## Required task
What follows is a listing to be transcribed exactly.

## Records provided

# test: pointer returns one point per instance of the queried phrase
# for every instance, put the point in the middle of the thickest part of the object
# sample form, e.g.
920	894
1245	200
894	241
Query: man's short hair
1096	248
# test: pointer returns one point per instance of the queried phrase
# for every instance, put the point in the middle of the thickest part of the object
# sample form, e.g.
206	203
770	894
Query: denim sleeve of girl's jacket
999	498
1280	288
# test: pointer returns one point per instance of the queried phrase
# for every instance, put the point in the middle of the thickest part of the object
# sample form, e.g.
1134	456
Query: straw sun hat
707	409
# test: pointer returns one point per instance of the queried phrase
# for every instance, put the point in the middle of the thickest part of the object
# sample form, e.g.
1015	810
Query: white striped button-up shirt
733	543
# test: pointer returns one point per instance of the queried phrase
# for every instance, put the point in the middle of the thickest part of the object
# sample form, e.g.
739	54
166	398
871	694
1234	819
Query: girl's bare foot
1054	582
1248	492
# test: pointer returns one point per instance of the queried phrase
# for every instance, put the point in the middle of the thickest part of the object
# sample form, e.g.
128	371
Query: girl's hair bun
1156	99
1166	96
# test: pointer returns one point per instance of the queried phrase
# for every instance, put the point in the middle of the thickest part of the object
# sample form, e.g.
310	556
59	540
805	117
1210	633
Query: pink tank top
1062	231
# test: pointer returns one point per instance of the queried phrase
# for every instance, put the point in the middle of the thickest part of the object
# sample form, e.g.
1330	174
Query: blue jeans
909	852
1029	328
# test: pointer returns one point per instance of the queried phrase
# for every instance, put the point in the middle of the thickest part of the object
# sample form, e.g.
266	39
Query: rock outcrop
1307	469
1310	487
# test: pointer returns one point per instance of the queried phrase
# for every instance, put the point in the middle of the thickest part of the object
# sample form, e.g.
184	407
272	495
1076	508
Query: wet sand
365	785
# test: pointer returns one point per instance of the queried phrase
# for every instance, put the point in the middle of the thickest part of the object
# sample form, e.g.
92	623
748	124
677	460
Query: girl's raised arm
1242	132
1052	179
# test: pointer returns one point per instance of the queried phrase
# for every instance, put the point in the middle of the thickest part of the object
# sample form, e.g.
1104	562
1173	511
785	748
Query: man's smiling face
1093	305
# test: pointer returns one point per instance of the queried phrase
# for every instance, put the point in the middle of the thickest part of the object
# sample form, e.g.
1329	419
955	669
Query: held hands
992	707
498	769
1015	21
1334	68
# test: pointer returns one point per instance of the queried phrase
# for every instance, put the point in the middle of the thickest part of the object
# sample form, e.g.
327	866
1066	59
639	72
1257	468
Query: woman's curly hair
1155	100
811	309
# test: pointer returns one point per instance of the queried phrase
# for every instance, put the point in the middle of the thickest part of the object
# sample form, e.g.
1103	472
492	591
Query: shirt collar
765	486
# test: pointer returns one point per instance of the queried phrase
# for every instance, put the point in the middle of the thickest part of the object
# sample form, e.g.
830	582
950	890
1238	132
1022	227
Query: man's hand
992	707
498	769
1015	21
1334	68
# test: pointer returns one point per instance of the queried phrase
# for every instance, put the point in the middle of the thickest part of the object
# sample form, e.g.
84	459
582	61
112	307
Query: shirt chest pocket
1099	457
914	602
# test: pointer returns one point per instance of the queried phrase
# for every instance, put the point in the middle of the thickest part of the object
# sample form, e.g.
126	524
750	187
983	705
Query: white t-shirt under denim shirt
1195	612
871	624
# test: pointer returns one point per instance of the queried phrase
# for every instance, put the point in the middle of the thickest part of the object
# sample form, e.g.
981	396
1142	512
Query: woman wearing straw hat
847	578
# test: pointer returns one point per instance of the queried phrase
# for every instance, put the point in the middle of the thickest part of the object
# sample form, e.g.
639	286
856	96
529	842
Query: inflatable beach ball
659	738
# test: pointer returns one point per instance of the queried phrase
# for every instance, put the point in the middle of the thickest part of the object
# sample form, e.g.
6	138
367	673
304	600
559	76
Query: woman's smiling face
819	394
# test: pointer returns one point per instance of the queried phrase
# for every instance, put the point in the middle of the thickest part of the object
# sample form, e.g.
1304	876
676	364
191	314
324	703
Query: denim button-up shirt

## Response
# test: pointer returns one point per instance of the queried phrase
# for every instance, put the point in the middle of the thickest part of the object
# sample form, e.g.
920	894
1245	200
894	241
Query: man's short hair
1096	248
# test: pointer returns one point per instance of the queried phrase
# for every instance, put the point in the middle of the thickest part of the object
# sample form, e.g.
206	203
770	894
Query: denim sleeve of girl's jacket
999	498
1280	288
# test: pointer returns one point per instance of the queried phrase
# for every instance, put the point in the middle of the thickest part of the object
# sample form, e.g.
1134	456
Query: straw sun hat
707	409
# test: pointer returns one point per instance of the queried phrase
# for every instance, put the point in the middle of the thickest part of the object
# sample form, e.g.
1015	810
Query: white striped button-up shirt
733	543
# test: pointer returns one point per instance of the queried phrase
# for every instance, put the point in the middle of the thickest part of the object
# sample form, e.g.
739	54
166	398
871	694
1234	819
Query: girl's bare foot
1054	582
1248	492
# test: pointer returns one point per instance of the queried phrase
# for every instance, put the point in the middle of the thickest part of the object
# sample form, e.g.
128	371
Query: girl's hair bun
1156	99
1166	96
# test: pointer returns one point per instance of the queried phrase
# for every instance, put the point in the middle of the thickest part of the object
# sample form, e.g.
310	556
59	540
805	117
1210	633
Query: pink tank top
1062	231
# test: pointer returns one point per instance of the queried phrase
# for every instance, put the point in the middle of the thickest part of the object
# sample form, e.g.
1330	174
Query: blue jeans
909	852
1029	328
# test: pointer returns one point per instance of the queried phrase
# for every instance, put the point in the middle of the thickest part of the object
# sample form, e.g.
266	39
Query: rock outcrop
1307	469
1310	487
# test: pointer returns one point per instance of the queried phrase
# for every instance, put the point in the middle of the thickest part of the object
# sample form, e.g.
184	407
272	495
1076	508
Query: wet sand
365	785
# test: pointer returns one point per instance of the queried phrase
# for every instance, put the point in the middle of the thickest part of the object
# sample form, e.g.
92	623
748	124
677	460
Query: girl's raised arm
1242	132
1052	179
# test: pointer returns one point per instance of the queried phrase
# for every instance, put the point in the middle of the thickest part of the object
# sample form, e.g.
1104	562
1173	511
785	748
Query: man's smiling face
1093	305
# test: pointer returns one point per instance of the queried phrase
# for every instance, put the point in the middle of the thickest part of the object
# sample form, e.g.
1329	419
955	669
Query: held hands
992	707
498	769
1015	21
1334	68
# test: pointer returns one point per instance of the queried phrase
# for every instance, put the point in the middle of the thickest part of the object
# sample form, e.g.
327	866
1066	59
639	72
1257	468
Query: woman's curly hair
1155	100
811	309
# test: pointer returns one point per instance of the queried phrase
# for every instance, put the point in the middle of the thickest part of the object
# sample form, e.g.
1103	472
492	591
Query: shirt collar
765	486
# test: pointer returns one point per instance of the queried phrase
# for every instance, put the point in the middle of the thickest part of the object
# sample form, e.g.
830	582
950	890
1238	132
1022	227
Query: man's hand
992	707
498	769
1015	21
1334	68
# test: pointer returns one point per instance of the queried phrase
# for every instance, put the point in the middle of the thickest part of the object
# sample form, e.g.
84	459
582	61
112	307
Query: shirt chest pocket
1099	457
914	602
# test: pointer returns one point per instance of the queried phrase
# for every instance, put the point in the middle of the thickest part of the object
# sample form, e.g.
126	524
750	187
983	705
Query: white t-shirt under denim shirt
1195	612
871	624
# test: pointer returns one point per instance of the queried phrase
# for every instance, put the point in the middle of the thickest part of the object
# sample form, e.g.
981	396
1142	512
Query: woman wearing straw hat
847	578
# test: pointer returns one point per instance of the queried phrase
# for every instance, put the point in the middle of the thickest part of the object
# sample form, e.g.
639	286
856	96
529	842
Query: inflatable beach ball
659	738
# test: pointer returns one point per instance of the queried phrase
# for every instance, put the point in the middle of the thickest part of the object
# sample form, e.g.
6	138
367	673
304	600
559	76
Query: woman's smiling face
819	394
# test: pointer returns one point per instance of the queried phrase
# for every instance, put the point in the middle of the thickest part of the object
# sample form, e.g.
1304	876
676	364
191	314
324	703
Query: denim button-up shirt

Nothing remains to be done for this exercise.